Keeping pictures out of the copy, restate each record word for word.

Records supplied —
════

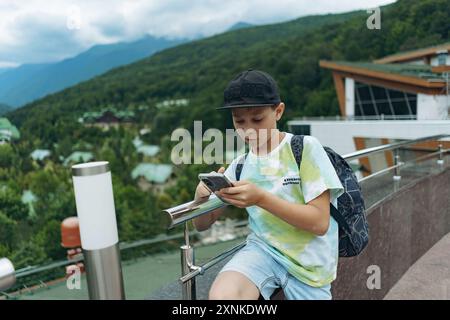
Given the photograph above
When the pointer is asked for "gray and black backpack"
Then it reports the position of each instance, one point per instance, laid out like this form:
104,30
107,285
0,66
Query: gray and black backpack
350,213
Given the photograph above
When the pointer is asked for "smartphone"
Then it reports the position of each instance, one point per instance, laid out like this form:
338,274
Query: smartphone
215,181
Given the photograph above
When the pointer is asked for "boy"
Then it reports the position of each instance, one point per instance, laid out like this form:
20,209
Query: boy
293,243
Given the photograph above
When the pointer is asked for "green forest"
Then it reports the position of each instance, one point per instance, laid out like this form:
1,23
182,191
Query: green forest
198,71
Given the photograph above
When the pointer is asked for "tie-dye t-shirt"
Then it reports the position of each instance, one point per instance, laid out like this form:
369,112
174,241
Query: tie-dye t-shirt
310,258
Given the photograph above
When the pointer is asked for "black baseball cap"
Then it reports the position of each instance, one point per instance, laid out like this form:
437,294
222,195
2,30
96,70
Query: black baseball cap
251,88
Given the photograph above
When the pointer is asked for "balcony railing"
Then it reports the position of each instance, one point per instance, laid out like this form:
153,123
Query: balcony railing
185,212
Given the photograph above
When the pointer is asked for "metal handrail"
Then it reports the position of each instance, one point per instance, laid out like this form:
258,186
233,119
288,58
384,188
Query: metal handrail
188,211
390,146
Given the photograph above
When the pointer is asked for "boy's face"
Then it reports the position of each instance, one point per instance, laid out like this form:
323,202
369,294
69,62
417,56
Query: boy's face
257,124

════

Solution for this exercise —
Given the photograph above
When the pointer is asked for "gray and black backpack"
Then it reports the position of each instance, one point per instance, laid out like this form:
104,30
107,285
0,66
Query: gray and black backpack
350,213
Given the photograph above
When the pointer is asked for "smartphone"
Then it reports the position of each instance, one point per instance, laid out like this form:
338,274
Query: smartphone
215,181
Given the photograph above
When the pointer is asked for "boy"
Then it reports the position of each instance, one point per instance, laid out like this form:
20,209
Query: boy
293,243
Given the photograph above
When the pointer is asked for "green forest"
Then it reports the position of each instance, one point per instance, laid out like this form:
1,23
182,191
Query: green forest
198,71
Given the photograph above
When the pointer is asked for "tie-dye t-shirt"
Then it reports the position of each instance, one point per instance, laid out like this form:
369,112
174,241
Query: tie-dye t-shirt
310,258
Given the photograph above
When the pointer is asked for "black baseball cap"
Then it reports the position of each instance, one point per instance, laid out like this form:
437,294
222,195
2,30
96,70
Query: black baseball cap
251,88
Given the photograph above
When the pointer is asked for "balcony railing"
Then it reports the position of each instance, one point per instance, laid out like this form:
153,123
Query: balcony railing
185,212
Given the photograph above
When the pointer is asked for "metal handrail"
Then it reports the position of each instance, one point per instance, laid out like this form:
258,186
233,119
288,58
384,188
Query: metal handrail
188,211
390,146
Given the photograph above
When the pointer is asked for "boy's face"
Then it reports the position of each instance, one point per instance, laid out like this form:
323,202
369,294
69,62
417,56
Query: boy's face
257,124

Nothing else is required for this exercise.